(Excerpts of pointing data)
◇ ◇ ◇ ◇ ◇

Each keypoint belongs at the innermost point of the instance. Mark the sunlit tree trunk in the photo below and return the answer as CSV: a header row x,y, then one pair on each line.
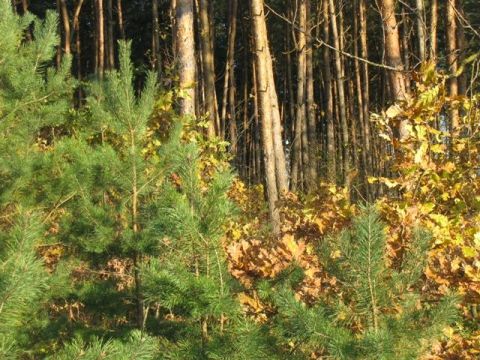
x,y
311,141
110,36
342,105
331,152
185,55
452,59
264,96
100,39
121,24
421,29
433,30
208,69
297,163
397,79
157,58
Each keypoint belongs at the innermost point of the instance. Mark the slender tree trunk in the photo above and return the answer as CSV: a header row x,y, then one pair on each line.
x,y
111,37
185,53
62,6
100,39
342,105
263,83
121,24
208,67
279,153
297,164
311,141
397,78
462,78
433,30
421,30
78,44
331,152
157,59
228,101
452,59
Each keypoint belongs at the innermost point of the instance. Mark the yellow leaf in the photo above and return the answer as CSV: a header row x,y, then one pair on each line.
x,y
440,219
437,148
476,240
335,254
393,111
469,251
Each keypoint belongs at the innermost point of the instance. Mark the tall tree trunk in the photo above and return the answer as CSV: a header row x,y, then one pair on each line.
x,y
452,59
421,30
157,59
342,105
433,30
263,83
312,148
462,78
78,44
280,162
397,79
185,54
297,163
62,6
208,67
228,101
331,152
121,24
100,39
110,36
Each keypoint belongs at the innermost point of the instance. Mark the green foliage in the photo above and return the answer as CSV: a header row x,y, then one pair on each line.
x,y
380,312
136,347
23,282
33,96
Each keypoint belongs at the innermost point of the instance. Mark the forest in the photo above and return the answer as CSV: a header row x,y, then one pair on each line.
x,y
240,179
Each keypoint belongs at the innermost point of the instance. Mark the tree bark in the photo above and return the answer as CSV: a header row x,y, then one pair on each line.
x,y
312,148
452,59
62,6
331,152
421,30
185,54
110,36
208,67
264,96
228,101
121,24
433,30
342,105
397,79
297,163
100,39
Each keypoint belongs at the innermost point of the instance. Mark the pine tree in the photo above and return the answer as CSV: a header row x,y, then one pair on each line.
x,y
189,280
381,314
34,99
23,282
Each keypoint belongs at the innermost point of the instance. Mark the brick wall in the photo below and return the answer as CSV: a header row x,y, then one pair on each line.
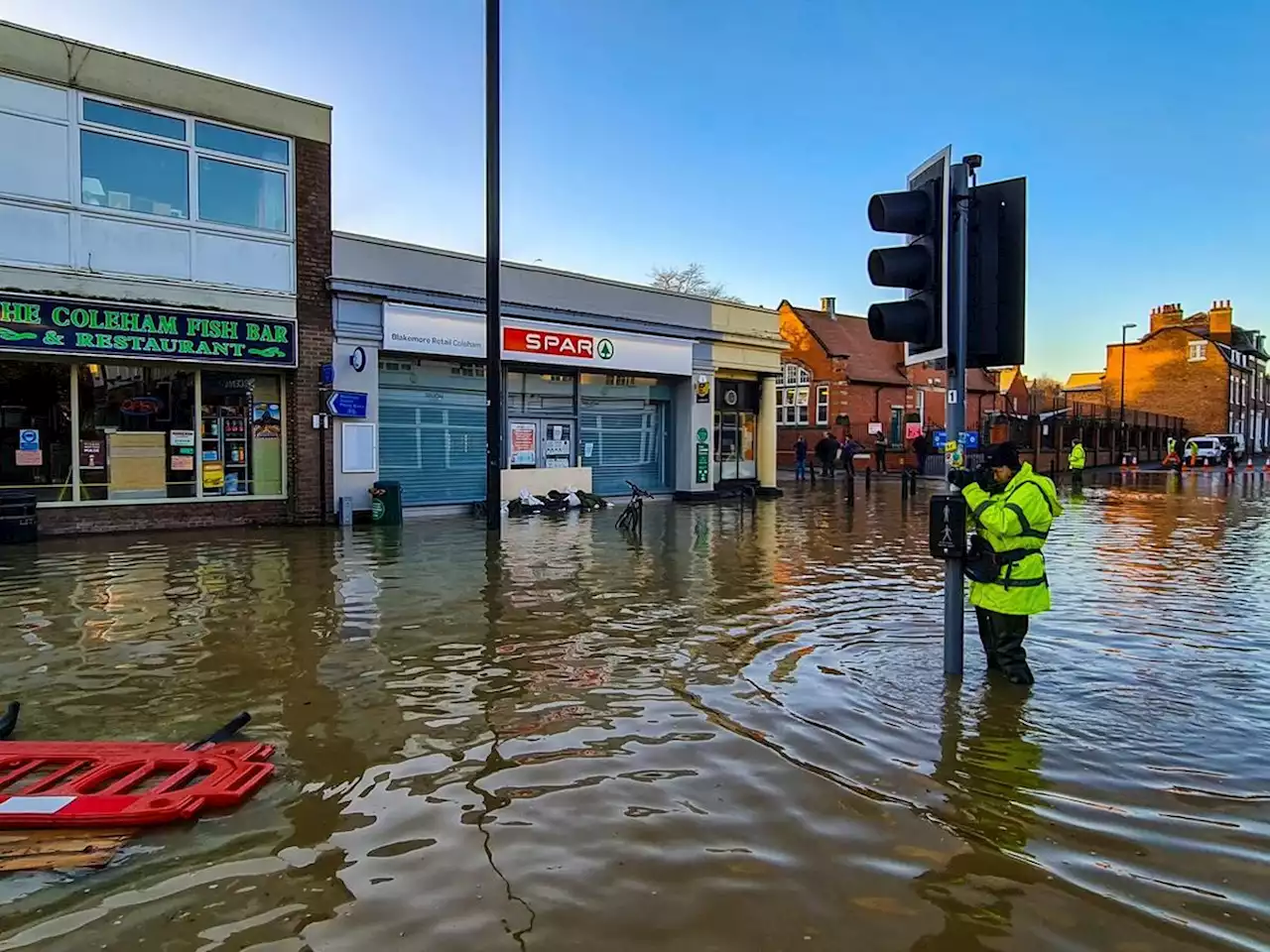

◇ ◇ ◇ ◇ ◇

Select and copy each line of the records above that contains the string "trunk". Matching is case-sensitive.

Each keypoint belongs at the innermost point of the instance. Mark the sunlit tree trunk in the photo below and return the answer as CSV: a header row x,y, then one pair on each line.
Each keypoint belongs at the innermost point of the instance. Mark the slender tree trunk in the photo above and return the answer as CSV: a header row x,y, then one pair on each line.
Each keypoint belongs at the innermost point of the instance. Mark the tall tree trunk in the photo above and return the answer as CSV: a header row x,y, then one pair on each line.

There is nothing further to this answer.